#### Direction 1:
In the records, duplicate everything from the line that contains "Kindly outline every instance of the beach" down to the end of the records.

Trying to retrieve Roosevelt’s cordial atmosphere of the Good Neighbor in Latin America, he also set up the Alliance for Progress in Latin America, and put Puerto Rico’s capable governor Luis Muñoz Marin at the head of it. It was a public relations success, and received over $20 billion from the U.S. through the decade of the sixties. Its goals were to foster economic growth and investment, literacy, better health care, and democratic government in Latin America, and it set the goal of 2.5 percent annual GDP growth rates. That objective was achieved, and there were large advances in literacy, but the Alliance was not a political success under future U.S. presidents. The funds commitment was not adequate to be vital to a whole hemisphere, and critics remarked that American business extracted far more in dividends from Latin America than the U.S. government was reinvesting in it.
On May 25, 1961, a month after the Soviet Union put aloft successfully the first man in space, President Kennedy enunciated the goal of putting a man on the moon and returning him safely to earth before the end of the decade. As he put it a few months later: “We choose to go to the moon.” It did fairly quickly eliminate concerns about who was leading the space race, put a stop to the drivel about the missile gap, and certainly uplifted the imaginations of a great many people. And it would prove a very thoroughly developed and administered program that continued under three presidents and achieved all its objectives.

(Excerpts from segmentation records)
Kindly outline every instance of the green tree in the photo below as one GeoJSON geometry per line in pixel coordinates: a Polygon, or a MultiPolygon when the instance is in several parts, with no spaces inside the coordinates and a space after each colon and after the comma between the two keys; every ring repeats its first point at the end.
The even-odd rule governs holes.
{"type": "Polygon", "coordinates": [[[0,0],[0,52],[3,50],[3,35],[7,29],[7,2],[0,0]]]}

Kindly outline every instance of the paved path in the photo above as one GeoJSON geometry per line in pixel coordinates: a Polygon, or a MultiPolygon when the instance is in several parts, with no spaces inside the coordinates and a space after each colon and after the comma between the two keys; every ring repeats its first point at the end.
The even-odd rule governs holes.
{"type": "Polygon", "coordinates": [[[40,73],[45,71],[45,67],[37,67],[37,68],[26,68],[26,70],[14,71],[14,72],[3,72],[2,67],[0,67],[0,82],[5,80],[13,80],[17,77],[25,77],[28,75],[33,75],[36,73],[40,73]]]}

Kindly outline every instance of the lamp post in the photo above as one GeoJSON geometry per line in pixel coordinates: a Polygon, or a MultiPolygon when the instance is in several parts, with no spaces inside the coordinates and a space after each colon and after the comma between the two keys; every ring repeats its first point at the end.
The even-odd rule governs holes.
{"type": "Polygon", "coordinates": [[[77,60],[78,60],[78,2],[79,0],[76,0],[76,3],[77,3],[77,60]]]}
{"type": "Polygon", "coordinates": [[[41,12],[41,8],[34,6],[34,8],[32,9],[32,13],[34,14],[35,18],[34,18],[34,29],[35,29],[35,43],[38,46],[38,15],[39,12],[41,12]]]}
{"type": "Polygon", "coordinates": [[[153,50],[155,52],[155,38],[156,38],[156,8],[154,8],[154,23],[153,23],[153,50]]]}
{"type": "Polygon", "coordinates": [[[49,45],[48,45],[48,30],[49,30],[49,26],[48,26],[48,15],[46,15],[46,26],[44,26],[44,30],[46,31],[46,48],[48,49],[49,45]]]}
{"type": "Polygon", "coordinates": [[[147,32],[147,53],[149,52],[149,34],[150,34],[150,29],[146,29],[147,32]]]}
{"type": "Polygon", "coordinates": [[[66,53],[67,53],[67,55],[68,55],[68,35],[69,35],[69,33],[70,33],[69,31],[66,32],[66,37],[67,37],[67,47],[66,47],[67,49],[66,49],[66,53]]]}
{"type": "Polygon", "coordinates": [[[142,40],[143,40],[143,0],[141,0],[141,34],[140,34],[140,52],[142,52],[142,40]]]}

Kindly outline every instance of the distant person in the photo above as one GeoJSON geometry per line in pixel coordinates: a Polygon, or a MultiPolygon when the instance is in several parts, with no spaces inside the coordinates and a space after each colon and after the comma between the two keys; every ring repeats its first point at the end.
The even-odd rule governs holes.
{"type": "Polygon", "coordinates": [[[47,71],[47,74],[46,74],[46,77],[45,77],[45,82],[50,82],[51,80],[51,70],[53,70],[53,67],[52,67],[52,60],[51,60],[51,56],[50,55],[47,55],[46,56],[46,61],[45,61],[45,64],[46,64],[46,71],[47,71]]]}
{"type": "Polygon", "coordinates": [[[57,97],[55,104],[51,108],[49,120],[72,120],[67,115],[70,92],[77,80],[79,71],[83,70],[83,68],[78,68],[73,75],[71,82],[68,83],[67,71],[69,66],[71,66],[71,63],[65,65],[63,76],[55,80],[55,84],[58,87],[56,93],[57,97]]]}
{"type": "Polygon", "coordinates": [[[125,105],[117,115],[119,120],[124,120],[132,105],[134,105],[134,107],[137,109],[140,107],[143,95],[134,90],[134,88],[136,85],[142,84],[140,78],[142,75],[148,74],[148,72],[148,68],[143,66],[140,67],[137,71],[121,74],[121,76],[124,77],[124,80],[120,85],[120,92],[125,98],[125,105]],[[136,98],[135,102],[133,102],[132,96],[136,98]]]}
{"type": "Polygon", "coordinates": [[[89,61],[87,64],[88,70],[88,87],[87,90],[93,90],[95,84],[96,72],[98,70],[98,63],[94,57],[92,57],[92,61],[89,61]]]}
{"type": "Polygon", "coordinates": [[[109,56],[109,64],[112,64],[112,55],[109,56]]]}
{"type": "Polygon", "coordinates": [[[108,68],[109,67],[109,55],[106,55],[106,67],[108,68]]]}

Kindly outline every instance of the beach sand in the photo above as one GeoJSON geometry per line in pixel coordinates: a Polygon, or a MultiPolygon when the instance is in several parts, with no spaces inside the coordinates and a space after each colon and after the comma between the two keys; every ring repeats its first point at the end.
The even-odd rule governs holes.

#### Direction 2:
For each statement, answer yes or no according to the excerpt on Latin America policy and the moon program, and quote the words from it that decide the answer. (a) The Alliance for Progress set a target of 2.5 percent annual GDP growth. (b) Kennedy announced the moon goal before the Soviet Union put the first man in space. (c) The moon program continued under three presidents.

#### Full response 1:
Kindly outline every instance of the beach sand in the photo above as one GeoJSON geometry per line in pixel coordinates: a Polygon, or a MultiPolygon when the instance is in several parts, with no spaces inside the coordinates and a space after each colon and after the comma between the two keys; every ring repeats its first point at the end.
The even-odd rule governs holes.

#### Full response 2:
(a) Yes: "it set the goal of 2.5 percent annual GDP growth rates"
(b) No: "a month after the Soviet Union put aloft successfully the first man in space"
(c) Yes: "continued under three presidents and achieved all its objectives"